→ **THINGS TO DO**:
1 – According to the bylaws excerpt, what classes of membership may the Society have?
2 – Rewrite the part of the bylaws excerpt from "2.3 Qualifications. Persons" up to and including "as provisional members.", replacing "Council" with "board of directors".

***** TEXT SHOWN

1.1 Name. The name of this organization is the Tennessee Society of Certified Public Accountants.

1.2 Purpose. The purpose and objectives of the Society shall be to establish and require of certified public accountants in Tennessee such standards of integrity, ability and professional conduct as will be in the best interest of the public and the profession; provide and promote quality education in the technical, ethical and managerial aspects of the profession; generate a public understanding of the role of the profession in the free enterprise economic system; provide a forum for the discussion and resolution of issues of concern to its members and the profession; provide opportunities for the exchange of experiences and opinions of its members and others through discussion, study and publications; develop and maintain liaison with governmental agencies and taxing authorities; and do all other reasonable and lawful things to advance the accounting profession and to protect the public interest.

Article 2 – Membership | back to top

2.1 Members. Members of the Society shall be the members of the Society on the effective date of these bylaws and persons who shall qualify for admission as provided in section 2.3 and who shall be admitted under procedures adopted by the board of directors.

2.2 Classes of members. Membership in the Society may be fellow, provisional, associate, student, life and honorary. Other membership classifications may be established by the Council for identifying areas and types of practice and expertise, and for establishing a schedule of membership dues as provided in section 2.6. Other classes of membership in a chapter shall not be prohibited.

2.3 Qualifications. Persons of good moral character and professional standing who are in possession of a valid and unrevoked certified public accountant certificate issued by a legally constituted state authority may qualify for admission as fellow members. Persons who do not reside or practice as certified public accountants in this state may qualify for admission as non-resident fellow members.
     Persons of good moral character and professional standing who shall have passed an examination in accounting and other related subjects satisfactory to the Council may qualify for admission as provisional members.

**********
***** INFORMATION PROVIDED

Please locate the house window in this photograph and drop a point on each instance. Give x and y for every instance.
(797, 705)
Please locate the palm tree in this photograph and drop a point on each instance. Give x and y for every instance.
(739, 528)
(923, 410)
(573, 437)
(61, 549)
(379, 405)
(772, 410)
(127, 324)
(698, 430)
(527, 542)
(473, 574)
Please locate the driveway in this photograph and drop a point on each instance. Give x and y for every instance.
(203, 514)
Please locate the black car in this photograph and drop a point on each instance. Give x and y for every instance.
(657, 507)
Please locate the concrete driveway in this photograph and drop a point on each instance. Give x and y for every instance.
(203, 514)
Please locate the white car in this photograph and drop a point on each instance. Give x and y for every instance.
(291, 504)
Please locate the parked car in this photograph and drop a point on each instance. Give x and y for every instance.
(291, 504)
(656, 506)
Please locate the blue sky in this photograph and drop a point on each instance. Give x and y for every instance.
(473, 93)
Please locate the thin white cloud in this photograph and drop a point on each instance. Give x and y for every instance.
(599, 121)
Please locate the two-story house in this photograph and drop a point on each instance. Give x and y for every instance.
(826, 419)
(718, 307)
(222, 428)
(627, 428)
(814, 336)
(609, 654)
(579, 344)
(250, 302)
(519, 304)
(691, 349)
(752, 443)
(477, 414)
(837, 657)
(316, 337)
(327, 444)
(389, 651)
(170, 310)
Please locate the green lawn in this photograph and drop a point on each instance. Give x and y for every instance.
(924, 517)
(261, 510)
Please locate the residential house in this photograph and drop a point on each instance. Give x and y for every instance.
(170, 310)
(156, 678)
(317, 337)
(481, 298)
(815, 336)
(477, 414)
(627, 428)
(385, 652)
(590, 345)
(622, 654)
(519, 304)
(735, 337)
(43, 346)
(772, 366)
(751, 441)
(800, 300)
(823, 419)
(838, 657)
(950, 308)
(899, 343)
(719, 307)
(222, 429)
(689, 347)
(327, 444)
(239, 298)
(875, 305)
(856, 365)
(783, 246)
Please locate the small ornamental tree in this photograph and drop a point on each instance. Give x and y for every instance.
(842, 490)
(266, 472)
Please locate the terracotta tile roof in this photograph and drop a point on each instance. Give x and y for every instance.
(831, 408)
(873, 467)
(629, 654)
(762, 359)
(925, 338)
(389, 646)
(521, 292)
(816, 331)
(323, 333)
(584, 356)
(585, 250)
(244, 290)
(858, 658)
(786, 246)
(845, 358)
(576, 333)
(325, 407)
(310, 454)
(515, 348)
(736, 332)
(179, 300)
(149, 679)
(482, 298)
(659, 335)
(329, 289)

**********

→ **THE ANSWERS**:
1 – Fellow, provisional, associate, student, life and honorary.

2 –
2.3 Qualifications. Persons of good moral character and professional standing who are in possession of a valid and unrevoked certified public accountant certificate issued by a legally constituted state authority may qualify for admission as fellow members. Persons who do not reside or practice as certified public accountants in this state may qualify for admission as non-resident fellow members.
     Persons of good moral character and professional standing who shall have passed an examination in accounting and other related subjects satisfactory to the board of directors may qualify for admission as provisional members.